[START]

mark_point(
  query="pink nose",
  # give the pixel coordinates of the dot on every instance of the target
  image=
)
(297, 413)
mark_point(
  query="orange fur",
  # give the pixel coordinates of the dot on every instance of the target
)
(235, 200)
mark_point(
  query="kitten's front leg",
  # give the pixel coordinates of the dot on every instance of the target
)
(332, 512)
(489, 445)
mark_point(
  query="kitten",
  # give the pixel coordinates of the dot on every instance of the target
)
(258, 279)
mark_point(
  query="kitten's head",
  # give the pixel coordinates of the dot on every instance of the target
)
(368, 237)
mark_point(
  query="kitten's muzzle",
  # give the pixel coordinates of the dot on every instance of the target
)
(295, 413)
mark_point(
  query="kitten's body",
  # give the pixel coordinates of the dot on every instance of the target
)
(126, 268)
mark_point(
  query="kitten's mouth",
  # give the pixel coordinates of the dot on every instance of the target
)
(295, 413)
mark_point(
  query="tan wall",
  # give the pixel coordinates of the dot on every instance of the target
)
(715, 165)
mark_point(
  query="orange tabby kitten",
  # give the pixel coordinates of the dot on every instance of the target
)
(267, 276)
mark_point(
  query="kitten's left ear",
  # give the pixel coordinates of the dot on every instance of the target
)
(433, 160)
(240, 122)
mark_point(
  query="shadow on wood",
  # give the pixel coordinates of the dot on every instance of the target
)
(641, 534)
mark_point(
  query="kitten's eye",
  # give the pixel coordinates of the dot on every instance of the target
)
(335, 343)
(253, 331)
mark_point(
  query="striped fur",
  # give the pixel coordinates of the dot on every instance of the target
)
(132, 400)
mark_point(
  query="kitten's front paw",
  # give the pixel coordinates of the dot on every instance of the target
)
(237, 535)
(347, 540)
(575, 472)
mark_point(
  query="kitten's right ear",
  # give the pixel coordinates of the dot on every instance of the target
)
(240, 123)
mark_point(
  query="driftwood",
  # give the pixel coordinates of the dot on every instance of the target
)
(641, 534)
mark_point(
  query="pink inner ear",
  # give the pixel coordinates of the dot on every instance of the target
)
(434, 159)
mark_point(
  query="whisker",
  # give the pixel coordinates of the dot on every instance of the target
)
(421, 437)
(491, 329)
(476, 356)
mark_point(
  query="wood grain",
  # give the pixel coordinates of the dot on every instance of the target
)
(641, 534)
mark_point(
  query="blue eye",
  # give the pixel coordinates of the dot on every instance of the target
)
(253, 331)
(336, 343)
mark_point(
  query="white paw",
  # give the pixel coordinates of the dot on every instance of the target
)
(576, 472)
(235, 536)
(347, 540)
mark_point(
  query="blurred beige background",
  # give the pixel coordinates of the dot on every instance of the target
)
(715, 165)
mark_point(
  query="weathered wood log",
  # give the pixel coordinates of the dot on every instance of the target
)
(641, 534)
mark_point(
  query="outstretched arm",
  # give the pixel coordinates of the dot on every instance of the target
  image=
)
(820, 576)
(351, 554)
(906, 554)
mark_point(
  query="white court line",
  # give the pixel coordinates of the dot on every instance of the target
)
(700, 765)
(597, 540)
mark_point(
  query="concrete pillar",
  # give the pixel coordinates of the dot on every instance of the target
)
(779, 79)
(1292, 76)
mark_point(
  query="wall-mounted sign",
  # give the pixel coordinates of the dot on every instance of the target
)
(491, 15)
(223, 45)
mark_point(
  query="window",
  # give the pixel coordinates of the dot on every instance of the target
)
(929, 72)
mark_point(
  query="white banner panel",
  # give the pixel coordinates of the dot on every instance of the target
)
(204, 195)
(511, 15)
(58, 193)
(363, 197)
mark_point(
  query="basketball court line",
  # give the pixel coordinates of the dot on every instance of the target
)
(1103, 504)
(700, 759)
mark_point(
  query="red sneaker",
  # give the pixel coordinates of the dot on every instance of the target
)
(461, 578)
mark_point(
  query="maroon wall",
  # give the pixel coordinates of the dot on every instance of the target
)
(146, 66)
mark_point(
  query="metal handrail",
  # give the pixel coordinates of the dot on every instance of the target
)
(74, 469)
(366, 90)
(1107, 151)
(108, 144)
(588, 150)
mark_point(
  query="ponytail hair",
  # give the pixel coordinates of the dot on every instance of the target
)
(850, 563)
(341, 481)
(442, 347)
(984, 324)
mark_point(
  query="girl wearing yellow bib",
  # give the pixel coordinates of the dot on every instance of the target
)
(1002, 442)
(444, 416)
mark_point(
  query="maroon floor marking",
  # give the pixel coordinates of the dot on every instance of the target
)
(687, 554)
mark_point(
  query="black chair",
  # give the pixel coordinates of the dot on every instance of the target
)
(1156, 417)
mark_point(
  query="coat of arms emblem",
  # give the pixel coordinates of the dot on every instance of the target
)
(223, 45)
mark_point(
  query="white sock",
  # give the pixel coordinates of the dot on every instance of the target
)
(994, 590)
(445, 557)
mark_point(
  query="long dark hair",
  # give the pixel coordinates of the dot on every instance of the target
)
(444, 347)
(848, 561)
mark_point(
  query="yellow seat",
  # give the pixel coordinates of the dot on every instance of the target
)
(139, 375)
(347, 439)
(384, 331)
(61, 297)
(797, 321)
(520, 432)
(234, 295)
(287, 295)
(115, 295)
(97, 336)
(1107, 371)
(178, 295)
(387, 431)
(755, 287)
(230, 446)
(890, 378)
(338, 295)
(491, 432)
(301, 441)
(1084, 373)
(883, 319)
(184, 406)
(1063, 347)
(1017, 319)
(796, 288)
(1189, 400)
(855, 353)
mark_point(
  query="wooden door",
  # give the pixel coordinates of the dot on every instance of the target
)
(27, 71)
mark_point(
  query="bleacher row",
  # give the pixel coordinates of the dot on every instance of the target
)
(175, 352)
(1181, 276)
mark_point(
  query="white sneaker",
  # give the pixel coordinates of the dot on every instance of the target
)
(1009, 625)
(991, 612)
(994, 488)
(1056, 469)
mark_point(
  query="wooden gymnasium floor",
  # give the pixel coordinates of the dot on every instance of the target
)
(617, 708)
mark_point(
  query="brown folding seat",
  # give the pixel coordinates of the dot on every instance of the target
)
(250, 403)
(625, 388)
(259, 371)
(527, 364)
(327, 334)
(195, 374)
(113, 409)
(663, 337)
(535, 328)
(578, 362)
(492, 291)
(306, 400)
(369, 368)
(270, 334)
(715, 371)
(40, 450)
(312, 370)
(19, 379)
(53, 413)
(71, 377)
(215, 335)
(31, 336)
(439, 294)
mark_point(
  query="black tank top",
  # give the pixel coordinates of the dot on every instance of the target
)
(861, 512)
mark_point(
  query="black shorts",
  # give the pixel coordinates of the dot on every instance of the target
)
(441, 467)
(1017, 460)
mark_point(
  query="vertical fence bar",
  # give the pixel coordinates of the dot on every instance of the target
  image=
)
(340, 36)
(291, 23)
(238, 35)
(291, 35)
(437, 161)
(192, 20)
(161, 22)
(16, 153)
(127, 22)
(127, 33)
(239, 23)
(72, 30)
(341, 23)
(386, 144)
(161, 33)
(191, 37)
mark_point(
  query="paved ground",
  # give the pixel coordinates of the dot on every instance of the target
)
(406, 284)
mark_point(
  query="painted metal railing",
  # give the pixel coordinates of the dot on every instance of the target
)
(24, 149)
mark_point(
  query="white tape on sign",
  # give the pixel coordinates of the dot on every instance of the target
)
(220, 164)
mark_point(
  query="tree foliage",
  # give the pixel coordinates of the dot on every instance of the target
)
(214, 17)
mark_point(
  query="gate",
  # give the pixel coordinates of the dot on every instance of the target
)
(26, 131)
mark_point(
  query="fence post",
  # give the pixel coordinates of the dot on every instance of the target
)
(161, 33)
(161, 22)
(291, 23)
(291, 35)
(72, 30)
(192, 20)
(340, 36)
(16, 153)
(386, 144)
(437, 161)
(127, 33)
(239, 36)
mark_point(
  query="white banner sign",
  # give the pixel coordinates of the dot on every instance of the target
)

[END]

*Set problem*
Return each line of the material above that contains the string "wall", in the order the lines appear.

*Task solution*
  query="tan wall",
  query="wall-mounted sign",
  query="maroon wall",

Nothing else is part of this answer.